**Veriler:**
┌────────

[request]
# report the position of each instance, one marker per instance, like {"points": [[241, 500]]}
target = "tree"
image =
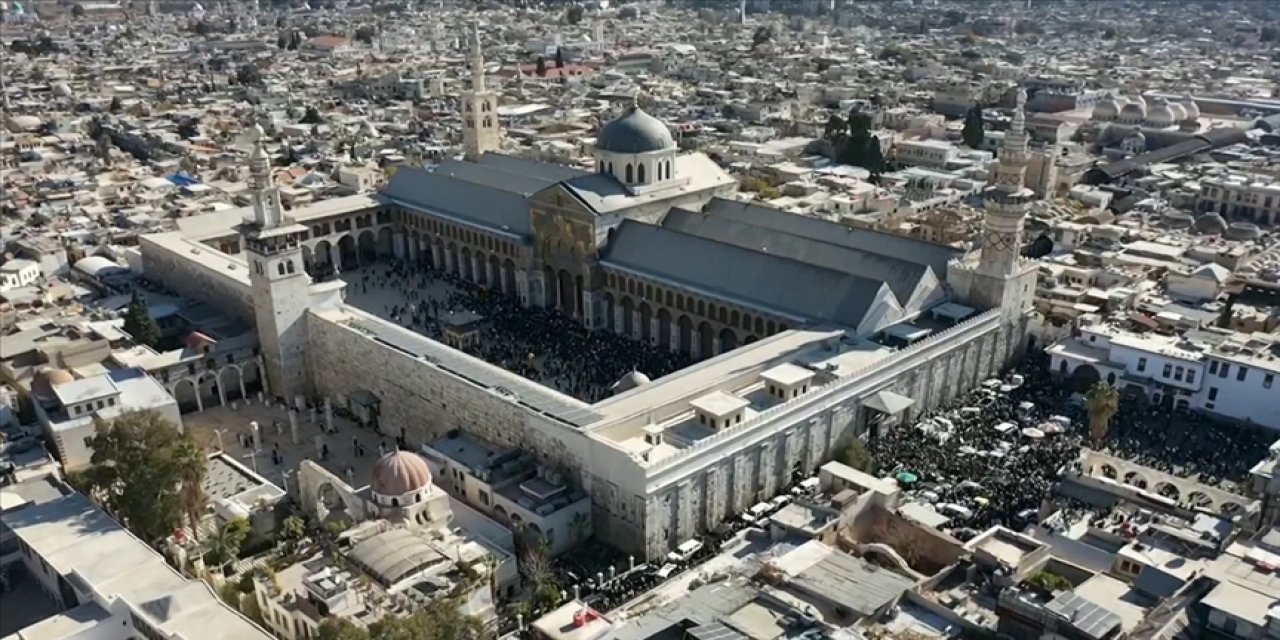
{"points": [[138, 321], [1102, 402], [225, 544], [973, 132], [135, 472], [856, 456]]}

└────────
┌────────

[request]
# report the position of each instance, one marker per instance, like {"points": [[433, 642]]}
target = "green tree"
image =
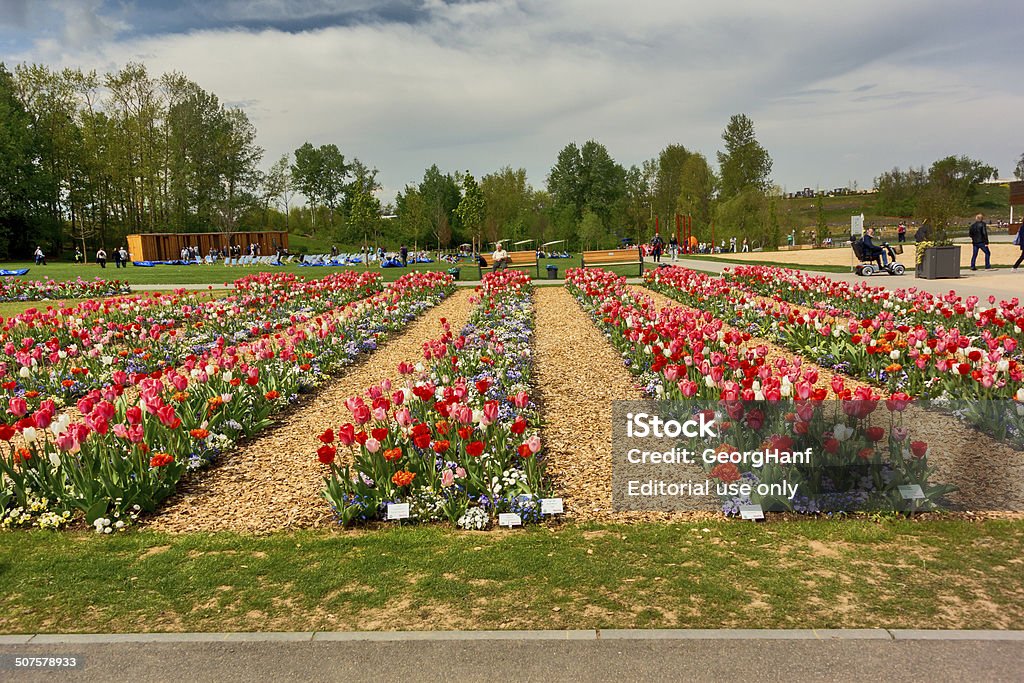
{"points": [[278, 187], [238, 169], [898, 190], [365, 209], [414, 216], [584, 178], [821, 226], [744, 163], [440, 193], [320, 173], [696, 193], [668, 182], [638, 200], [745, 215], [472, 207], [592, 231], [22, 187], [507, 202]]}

└────────
┌────────

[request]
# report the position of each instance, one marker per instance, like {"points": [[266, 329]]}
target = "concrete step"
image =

└────────

**Yazılı Yönerge:** Yukarıdaki verilerde "target" dizesini içeren her satırı aynen topla. Büyük ve küçük harf farkı dikkate alınır.

**Alıştırma Çözümü:**
target = "tree"
target = "green tree"
target = "concrete step"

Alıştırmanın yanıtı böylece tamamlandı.